Collection entries:
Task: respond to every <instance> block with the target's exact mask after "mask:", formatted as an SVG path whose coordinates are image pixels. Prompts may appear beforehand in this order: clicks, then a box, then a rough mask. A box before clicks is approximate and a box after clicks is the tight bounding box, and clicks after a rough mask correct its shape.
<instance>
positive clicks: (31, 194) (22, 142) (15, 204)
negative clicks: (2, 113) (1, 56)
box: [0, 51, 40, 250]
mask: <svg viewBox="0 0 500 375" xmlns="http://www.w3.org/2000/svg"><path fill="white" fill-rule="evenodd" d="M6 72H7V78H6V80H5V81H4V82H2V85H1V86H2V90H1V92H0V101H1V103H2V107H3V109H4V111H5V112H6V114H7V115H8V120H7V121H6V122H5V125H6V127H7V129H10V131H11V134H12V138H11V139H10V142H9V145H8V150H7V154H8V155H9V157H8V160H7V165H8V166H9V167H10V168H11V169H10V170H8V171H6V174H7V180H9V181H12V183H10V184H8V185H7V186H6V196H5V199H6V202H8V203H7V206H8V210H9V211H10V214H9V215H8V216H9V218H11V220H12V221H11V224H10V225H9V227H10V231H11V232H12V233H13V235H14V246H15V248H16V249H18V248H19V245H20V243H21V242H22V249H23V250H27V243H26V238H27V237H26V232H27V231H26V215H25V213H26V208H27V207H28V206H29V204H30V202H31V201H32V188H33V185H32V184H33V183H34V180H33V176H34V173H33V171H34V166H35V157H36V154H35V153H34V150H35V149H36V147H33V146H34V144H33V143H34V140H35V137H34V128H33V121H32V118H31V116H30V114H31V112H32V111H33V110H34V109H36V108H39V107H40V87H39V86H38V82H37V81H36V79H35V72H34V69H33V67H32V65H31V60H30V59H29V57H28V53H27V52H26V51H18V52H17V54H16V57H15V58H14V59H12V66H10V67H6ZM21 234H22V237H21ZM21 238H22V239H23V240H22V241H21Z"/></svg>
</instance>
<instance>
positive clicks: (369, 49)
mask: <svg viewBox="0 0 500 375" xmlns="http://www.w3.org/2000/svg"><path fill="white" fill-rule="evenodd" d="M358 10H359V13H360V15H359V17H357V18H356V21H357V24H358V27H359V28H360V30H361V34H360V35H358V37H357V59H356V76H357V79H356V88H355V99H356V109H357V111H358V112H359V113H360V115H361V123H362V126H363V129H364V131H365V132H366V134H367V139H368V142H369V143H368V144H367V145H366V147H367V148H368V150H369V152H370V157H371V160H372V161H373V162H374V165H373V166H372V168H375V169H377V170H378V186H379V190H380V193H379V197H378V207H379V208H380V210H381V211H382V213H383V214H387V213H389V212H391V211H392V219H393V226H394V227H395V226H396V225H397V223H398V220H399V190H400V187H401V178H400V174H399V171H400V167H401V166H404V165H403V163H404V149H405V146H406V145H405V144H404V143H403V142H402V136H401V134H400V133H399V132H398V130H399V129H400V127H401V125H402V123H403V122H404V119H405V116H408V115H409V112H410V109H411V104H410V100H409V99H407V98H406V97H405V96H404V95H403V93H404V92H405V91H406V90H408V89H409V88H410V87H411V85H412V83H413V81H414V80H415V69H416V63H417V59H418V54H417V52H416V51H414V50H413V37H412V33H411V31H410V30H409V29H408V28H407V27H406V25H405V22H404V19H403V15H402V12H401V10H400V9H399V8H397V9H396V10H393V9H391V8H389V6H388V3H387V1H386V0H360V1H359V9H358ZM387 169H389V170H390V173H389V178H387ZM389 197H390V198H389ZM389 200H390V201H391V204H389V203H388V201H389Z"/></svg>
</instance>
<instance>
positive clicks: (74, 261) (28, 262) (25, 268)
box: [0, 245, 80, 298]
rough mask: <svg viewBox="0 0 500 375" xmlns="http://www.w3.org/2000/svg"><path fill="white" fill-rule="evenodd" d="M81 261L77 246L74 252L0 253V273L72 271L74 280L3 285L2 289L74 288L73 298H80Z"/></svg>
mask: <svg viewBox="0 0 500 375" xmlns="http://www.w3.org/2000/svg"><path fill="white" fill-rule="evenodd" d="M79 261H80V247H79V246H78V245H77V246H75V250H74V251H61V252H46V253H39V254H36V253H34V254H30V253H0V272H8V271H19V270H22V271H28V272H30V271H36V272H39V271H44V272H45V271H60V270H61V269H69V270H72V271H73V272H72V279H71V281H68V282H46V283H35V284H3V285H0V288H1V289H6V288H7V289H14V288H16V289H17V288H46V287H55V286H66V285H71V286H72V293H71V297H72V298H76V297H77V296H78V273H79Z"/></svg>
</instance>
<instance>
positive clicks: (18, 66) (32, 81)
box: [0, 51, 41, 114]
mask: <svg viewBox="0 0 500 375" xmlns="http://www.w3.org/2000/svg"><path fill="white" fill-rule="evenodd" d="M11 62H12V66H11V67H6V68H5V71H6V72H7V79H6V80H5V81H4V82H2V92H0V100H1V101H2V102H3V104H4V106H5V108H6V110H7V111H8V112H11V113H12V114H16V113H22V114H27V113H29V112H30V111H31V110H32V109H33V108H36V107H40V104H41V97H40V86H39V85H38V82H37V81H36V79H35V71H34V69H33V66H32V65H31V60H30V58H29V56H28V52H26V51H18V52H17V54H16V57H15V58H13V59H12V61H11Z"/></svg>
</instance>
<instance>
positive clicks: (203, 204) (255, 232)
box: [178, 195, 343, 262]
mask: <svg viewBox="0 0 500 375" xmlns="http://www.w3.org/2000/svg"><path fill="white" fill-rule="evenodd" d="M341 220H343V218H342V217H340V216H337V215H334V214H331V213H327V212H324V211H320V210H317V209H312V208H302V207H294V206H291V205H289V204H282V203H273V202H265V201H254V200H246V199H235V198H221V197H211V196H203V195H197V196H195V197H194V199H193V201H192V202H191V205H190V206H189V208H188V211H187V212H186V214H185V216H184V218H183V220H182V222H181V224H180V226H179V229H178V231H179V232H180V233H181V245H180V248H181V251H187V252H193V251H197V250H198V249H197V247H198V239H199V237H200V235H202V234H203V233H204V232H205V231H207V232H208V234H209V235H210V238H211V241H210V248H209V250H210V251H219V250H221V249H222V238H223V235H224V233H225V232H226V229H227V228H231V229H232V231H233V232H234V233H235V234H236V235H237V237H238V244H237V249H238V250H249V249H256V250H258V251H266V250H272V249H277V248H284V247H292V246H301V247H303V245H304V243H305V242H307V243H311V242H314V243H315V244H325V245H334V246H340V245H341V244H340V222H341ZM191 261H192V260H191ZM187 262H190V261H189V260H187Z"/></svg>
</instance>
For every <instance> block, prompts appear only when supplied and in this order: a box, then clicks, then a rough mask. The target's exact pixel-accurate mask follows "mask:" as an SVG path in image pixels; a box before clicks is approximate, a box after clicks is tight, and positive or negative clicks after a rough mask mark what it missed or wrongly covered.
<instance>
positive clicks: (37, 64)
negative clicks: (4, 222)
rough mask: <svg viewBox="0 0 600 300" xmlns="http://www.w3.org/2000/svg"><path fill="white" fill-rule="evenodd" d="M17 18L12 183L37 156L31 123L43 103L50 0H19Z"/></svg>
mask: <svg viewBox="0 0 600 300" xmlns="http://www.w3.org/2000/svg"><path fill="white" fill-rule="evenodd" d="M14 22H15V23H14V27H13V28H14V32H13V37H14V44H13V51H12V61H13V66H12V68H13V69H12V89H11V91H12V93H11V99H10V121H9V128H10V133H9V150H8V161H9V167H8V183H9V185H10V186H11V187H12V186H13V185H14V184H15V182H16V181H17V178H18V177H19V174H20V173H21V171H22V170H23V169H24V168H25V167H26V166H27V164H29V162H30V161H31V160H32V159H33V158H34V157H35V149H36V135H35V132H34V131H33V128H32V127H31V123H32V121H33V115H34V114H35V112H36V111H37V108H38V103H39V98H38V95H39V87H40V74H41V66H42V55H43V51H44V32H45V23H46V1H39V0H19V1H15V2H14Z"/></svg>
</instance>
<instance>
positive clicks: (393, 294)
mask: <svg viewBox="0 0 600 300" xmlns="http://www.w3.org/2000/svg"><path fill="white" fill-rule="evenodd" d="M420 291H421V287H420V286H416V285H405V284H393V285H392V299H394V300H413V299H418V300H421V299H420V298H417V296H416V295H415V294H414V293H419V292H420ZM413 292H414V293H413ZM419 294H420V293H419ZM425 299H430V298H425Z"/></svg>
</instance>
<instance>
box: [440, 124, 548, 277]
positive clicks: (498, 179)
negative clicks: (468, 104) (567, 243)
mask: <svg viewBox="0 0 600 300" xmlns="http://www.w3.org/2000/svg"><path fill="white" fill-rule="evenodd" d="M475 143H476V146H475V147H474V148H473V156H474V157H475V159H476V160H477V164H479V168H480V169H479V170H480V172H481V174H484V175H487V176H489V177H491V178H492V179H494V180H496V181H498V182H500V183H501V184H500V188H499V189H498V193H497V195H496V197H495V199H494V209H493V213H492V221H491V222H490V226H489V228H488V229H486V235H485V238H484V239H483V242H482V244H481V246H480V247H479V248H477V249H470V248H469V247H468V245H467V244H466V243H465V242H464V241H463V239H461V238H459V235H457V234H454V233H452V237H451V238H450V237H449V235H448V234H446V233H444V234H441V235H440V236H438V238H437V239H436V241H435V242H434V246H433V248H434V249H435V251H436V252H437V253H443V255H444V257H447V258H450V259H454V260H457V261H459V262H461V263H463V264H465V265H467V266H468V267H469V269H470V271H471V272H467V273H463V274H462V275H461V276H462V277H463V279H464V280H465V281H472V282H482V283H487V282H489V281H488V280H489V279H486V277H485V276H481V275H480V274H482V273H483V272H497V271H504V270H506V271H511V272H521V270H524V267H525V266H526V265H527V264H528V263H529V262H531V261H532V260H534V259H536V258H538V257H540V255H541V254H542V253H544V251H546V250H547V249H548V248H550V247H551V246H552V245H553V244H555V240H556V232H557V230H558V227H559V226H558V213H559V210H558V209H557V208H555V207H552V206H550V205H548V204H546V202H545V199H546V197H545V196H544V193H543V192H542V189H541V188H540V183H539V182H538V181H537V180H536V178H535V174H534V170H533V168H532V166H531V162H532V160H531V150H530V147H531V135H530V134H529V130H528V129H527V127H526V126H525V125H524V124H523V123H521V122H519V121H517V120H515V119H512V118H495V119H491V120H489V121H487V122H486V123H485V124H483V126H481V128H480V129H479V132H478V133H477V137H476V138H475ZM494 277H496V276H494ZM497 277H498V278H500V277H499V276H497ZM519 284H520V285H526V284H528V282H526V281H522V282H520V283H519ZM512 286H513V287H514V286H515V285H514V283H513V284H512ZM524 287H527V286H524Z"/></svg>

Task statement
If the word "target" appears in a line above, copy that line.

Solution for this task
Task: respond to every <instance> block with the target's exact mask after "mask:", formatted as an SVG path whose coordinates are image pixels. Prompts may appear beforehand in this order: clicks, then a box, then a rough mask. A box before clicks is approximate and a box after clicks is the tight bounding box, and clicks after a rough mask correct its shape.
For every <instance> block, prompts appear only when supplied and in this order: a box, then clicks, then a rough mask. The target's exact pixel-accurate mask follows "mask:" as an SVG path in image pixels; a box before clicks is approximate, a box after clicks is tight, and positive or negative clicks after a rough mask mark what it missed or wrongly covered.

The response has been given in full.